**Page extract**

_____

Thursday, August 30, 2012

Not a Good Week To Be My Kid

Before I started laying down the hard law on these 2 kiddos.... they had a couple... accidents.
As if the confidence I had in my Motherhood wasn't dwindling enough right?

First.  Joey.
I was carrying him downstairs to make breakfast and I fell.
Down 5 steps. 
I was on my back and sliding and the baby came with me.
I swore (The "S"-word.) as I saw and heard Joey's neck bounce off his arm pit.
I was pretty sure I killed him.
He cried for like... an hour.
Nothing was injured.  I checked over and over and over again.  I didn't even take him in.
He was just really shaken up.
I got a couple bruises on my legs and back and right forearm.

Second.  Kole.
I was in his room nursing Joey. 
Kole was turning his fan on and off.
I tried getting him to play with something else.
Not working.
Then he unplugged his fan.
Playing with outlets isn't something kids should do.
It's not something anyone should do.
I stuck a wet paperclip into a light switch once and it knocked me clear over!
So, obviously, I immediately told Kole to stop and I stood up to go over to him to make him stop.
Not quick enough.
He put the plug in his mouth...
.....and.....
ZAP!
Oh the tears.
He wasn't hurt.
He was shocked.
And shocked.
Shocked by his shocking.
Shocked by his shocking shocking.
That's kinda a funny word when you think about/look at it.
He kept holding up his fingers and looking at them.  As if he was surprised they were still there and looked normal.  Instead of black and shriveled.  Like Dumbledore's in Harry Potter and The Half Blood Prince. 
I bet Kole's blood was just zooming through his veins.
He kept asking, "What happened?  What happened?"
I explained that he got shocked and that's what happens when you touch plugs.

And then a light dawned on me....
"You can also get shocked if you jump on the couch, or smack the baby, or don't listen to Mommy."

_____

**Supplied records**
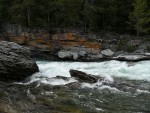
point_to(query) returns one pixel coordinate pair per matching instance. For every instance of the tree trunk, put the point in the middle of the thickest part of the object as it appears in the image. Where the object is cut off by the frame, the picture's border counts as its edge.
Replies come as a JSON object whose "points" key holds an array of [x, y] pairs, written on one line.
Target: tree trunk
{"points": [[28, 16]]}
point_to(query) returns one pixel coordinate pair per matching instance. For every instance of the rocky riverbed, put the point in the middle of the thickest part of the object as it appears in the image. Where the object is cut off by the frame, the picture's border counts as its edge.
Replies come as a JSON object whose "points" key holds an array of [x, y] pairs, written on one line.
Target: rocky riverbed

_____

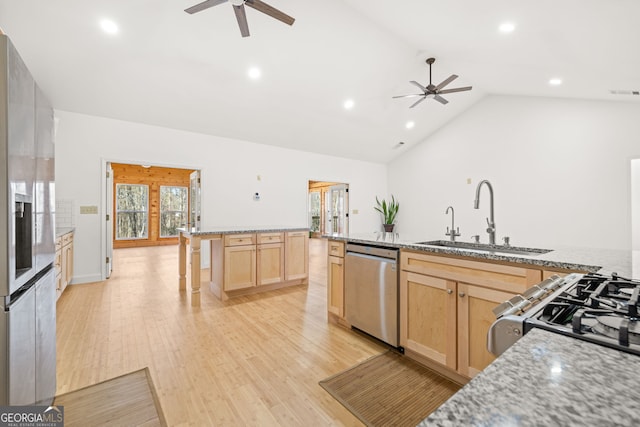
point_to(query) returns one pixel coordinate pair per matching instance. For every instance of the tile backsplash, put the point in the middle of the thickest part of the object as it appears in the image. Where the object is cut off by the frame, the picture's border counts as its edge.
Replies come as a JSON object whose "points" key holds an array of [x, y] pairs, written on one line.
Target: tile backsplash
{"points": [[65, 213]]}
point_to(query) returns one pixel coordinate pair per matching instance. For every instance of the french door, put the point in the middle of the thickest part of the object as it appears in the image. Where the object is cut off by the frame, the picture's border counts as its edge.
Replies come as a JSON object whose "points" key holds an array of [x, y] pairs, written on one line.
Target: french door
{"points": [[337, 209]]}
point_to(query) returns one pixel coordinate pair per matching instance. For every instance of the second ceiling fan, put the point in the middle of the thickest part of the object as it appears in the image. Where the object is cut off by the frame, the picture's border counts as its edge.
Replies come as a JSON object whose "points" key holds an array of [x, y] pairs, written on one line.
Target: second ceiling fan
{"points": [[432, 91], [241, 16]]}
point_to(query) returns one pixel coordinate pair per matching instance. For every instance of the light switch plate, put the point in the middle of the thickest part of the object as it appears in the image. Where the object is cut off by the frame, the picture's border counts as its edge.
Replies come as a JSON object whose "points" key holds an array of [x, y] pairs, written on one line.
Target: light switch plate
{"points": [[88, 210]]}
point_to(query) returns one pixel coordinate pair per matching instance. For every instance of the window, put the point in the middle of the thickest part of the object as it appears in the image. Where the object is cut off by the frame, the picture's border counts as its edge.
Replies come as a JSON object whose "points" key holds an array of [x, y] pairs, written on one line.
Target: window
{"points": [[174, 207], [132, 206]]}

_____

**What to do**
1. In the blog post, how many steps did the writer fall down while carrying Joey?
2. Copy the blog post word for word, starting with "Second.  Kole." and going on through "in his mouth...".
None of the data is needed for what comes next.

**Solutions below**
1. Five steps.

2.
Second.  Kole.
I was in his room nursing Joey. 
Kole was turning his fan on and off.
I tried getting him to play with something else.
Not working.
Then he unplugged his fan.
Playing with outlets isn't something kids should do.
It's not something anyone should do.
I stuck a wet paperclip into a light switch once and it knocked me clear over!
So, obviously, I immediately told Kole to stop and I stood up to go over to him to make him stop.
Not quick enough.
He put the plug in his mouth...